Actions demandées:
- a) Transcrivez le passage du texte sur l’eSIM qui va de « La puce de l’eSIM » à « quelle porte ouvrir. ».
- b) D’après le texte sur l’eSIM, qui a développé la première grande invention d’une puce mémoire sécurisée sur une carte en plastique ?
- c) Reprenez le texte sur l’eSIM à partir de l’endroit où il s’arrête.

Texte fourni:
* * * * *
L’eSIM est une technologie permettant l’authentification d’un appareil auprès d’un réseau mobile. Il existe deux versions différentes de l’eSIM, l’une pour le machine-à-machine (m2M) et l’autre pour les terminaux grand public ciblant les smartphones, les tablettes, les ordinateurs portables et les montres connectées. Bien qu’ils aient des façons de fonctionner différentes, les deux standards d’eSIM nécessitent un chipset physique qui est soudé à la carte électronique de l’appareil au lieu d’être monté sur une carte en plastique amovible.
La puce de l’eSIM intègre les informations d’identification sécurisées qui permettent de se connecter à un réseau mobile, ainsi que des fonctionnalités de programmation de base pour gérer différentes informations d’identification d’opérateurs mobiles.
En termes simples, pensez à l’eSIM comme à un porte-clés personnalisable qui vous permet de décider quelle clé vous voulez ajouter ou retirer du porte-clés à tout moment, afin que vous puissiez choisir quelle porte ouvrir.
TES. : Il semble impossible de comprendre cette technologie sans expliquer l’histoire des cartes SIM. Pouvez-vous nous résumer les grandes étapes s’il vous plaît ?
LL. : La première grande invention d’une puce mémoire sécurisée sur une carte en plastique a été développée par Roland Moreno dans les années 1970. Au fil des ans, de nombreuses entreprises ont rivalisé pour normaliser ces cartes à puce. Dans les années 1990, avec le déploiement des premiers réseaux mobiles, les cartes SIM, un type de carte à puce, ont été spécifiées par l’Institut européen de normalisation des télécommunications (ETSI) pour héberger de manière sécurisée les informations d’identification de l’opérateur mobile afin d’authentifier les téléphones sur leur réseau.
* * * * *
Ensemble de lignes:
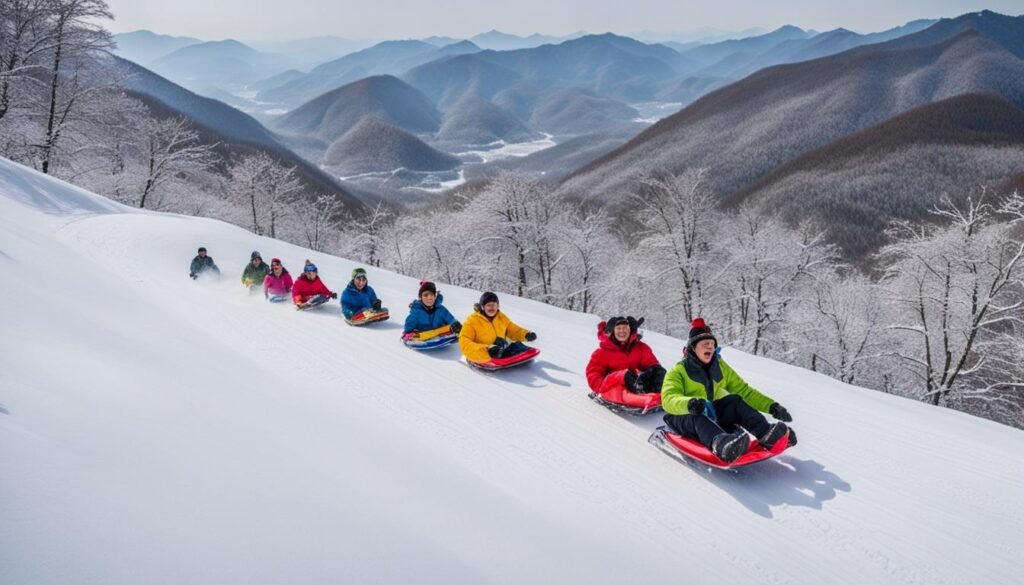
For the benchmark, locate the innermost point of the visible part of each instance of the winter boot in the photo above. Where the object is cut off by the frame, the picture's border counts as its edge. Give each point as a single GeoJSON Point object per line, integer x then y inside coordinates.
{"type": "Point", "coordinates": [729, 446]}
{"type": "Point", "coordinates": [775, 431]}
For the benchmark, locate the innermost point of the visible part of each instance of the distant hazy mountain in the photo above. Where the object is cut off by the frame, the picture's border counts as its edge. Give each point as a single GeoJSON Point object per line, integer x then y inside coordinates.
{"type": "Point", "coordinates": [499, 41]}
{"type": "Point", "coordinates": [373, 145]}
{"type": "Point", "coordinates": [384, 97]}
{"type": "Point", "coordinates": [145, 46]}
{"type": "Point", "coordinates": [210, 113]}
{"type": "Point", "coordinates": [573, 111]}
{"type": "Point", "coordinates": [475, 122]}
{"type": "Point", "coordinates": [562, 159]}
{"type": "Point", "coordinates": [607, 65]}
{"type": "Point", "coordinates": [898, 169]}
{"type": "Point", "coordinates": [742, 131]}
{"type": "Point", "coordinates": [218, 64]}
{"type": "Point", "coordinates": [710, 54]}
{"type": "Point", "coordinates": [389, 57]}
{"type": "Point", "coordinates": [308, 52]}
{"type": "Point", "coordinates": [233, 132]}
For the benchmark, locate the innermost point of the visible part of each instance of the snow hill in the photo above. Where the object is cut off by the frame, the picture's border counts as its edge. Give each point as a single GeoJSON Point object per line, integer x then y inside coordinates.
{"type": "Point", "coordinates": [154, 429]}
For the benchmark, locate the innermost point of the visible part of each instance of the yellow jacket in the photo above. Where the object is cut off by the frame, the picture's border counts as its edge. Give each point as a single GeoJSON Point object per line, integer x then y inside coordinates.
{"type": "Point", "coordinates": [478, 332]}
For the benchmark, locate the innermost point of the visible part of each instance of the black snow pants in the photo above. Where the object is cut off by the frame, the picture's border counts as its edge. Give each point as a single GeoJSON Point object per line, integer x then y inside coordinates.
{"type": "Point", "coordinates": [731, 412]}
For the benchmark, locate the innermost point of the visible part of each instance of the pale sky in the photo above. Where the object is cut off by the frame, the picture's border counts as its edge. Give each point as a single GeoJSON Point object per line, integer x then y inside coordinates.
{"type": "Point", "coordinates": [282, 19]}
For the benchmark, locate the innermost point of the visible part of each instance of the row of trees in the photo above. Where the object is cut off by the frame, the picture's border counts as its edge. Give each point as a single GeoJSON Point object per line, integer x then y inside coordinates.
{"type": "Point", "coordinates": [943, 324]}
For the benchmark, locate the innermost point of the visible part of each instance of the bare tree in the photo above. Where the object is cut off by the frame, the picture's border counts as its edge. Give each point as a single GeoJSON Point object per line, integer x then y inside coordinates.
{"type": "Point", "coordinates": [170, 148]}
{"type": "Point", "coordinates": [77, 40]}
{"type": "Point", "coordinates": [25, 37]}
{"type": "Point", "coordinates": [265, 187]}
{"type": "Point", "coordinates": [962, 290]}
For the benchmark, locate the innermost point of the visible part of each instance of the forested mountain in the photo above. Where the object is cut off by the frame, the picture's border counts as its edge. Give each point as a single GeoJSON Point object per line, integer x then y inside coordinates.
{"type": "Point", "coordinates": [744, 130]}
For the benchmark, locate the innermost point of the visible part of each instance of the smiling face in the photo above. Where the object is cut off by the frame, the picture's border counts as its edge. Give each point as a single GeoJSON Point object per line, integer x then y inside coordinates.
{"type": "Point", "coordinates": [428, 298]}
{"type": "Point", "coordinates": [491, 308]}
{"type": "Point", "coordinates": [705, 350]}
{"type": "Point", "coordinates": [622, 332]}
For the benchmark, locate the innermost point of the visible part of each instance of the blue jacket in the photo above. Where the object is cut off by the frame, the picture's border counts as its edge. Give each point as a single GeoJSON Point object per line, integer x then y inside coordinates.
{"type": "Point", "coordinates": [353, 300]}
{"type": "Point", "coordinates": [420, 319]}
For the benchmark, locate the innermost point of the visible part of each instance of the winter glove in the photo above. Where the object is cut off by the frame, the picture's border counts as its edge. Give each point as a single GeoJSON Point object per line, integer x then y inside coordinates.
{"type": "Point", "coordinates": [631, 380]}
{"type": "Point", "coordinates": [650, 379]}
{"type": "Point", "coordinates": [695, 406]}
{"type": "Point", "coordinates": [779, 412]}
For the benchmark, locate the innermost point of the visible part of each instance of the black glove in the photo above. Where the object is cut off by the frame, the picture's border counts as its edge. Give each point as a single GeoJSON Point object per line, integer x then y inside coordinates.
* * * * *
Résultats des tâches:
- a)
La puce de l’eSIM intègre les informations d’identification sécurisées qui permettent de se connecter à un réseau mobile, ainsi que des fonctionnalités de programmation de base pour gérer différentes informations d’identification d’opérateurs mobiles.
En termes simples, pensez à l’eSIM comme à un porte-clés personnalisable qui vous permet de décider quelle clé vous voulez ajouter ou retirer du porte-clés à tout moment, afin que vous puissiez choisir quelle porte ouvrir.

- b) Roland Moreno.

- c)
Une carte SIM est comme un porte-clés, mais elle ne peut stocker qu’une clé et ne peut pas être modifiée une fois chargée dans le porte-clés. Cela signifie qu’elle ne permet l’accès qu’à une seule porte, et pour accéder à une autre porte, vous avez besoin d’une nouvelle clé et d’un nouveau porte-clés.
À la fin des années 1990, la plupart des opérateurs mobiles ont adopté les cartes SIM comme moyen le plus simple d’authentifier tout terminal d’un consommateur sur un réseau. Seuls quelques pays, comme les États-Unis, ont résisté à la norme européenne et ont plutôt utilisé un mécanisme pour distribuer leur clé directement dans le téléphone mobile. Cependant, le premier iPhone en 2007 a mis fin à cette pratique dans une tentative de libérer les consommateurs d’un monopole des opérateurs mobiles américains.
TES. : Comment l’idée de la première eSIM est-elle apparue ? Quels étaient les enjeux ?
LL. : Initialement, les réseaux mobiles étaient conçus uniquement pour passer des appels téléphoniques, car Internet n’existait même pas encore lorsque la première génération de réseaux a été déployée en Europe. Personne au début des années 90 n’imaginait vraiment que les réseaux mobiles seraient utilisés de la manière dont ils le sont en 2023, c’est-à-dire pour tout autre chose que pour passer des appels téléphoniques, sauf peut-être les fondateurs de General Magic qui avaient déjà cette vision à l’époque. La plupart des normes de télécommunication ont été élaborées en Europe à l’époque, et Internet était souvent présenté comme une initiative vouée à l’échec sur le vieux continent.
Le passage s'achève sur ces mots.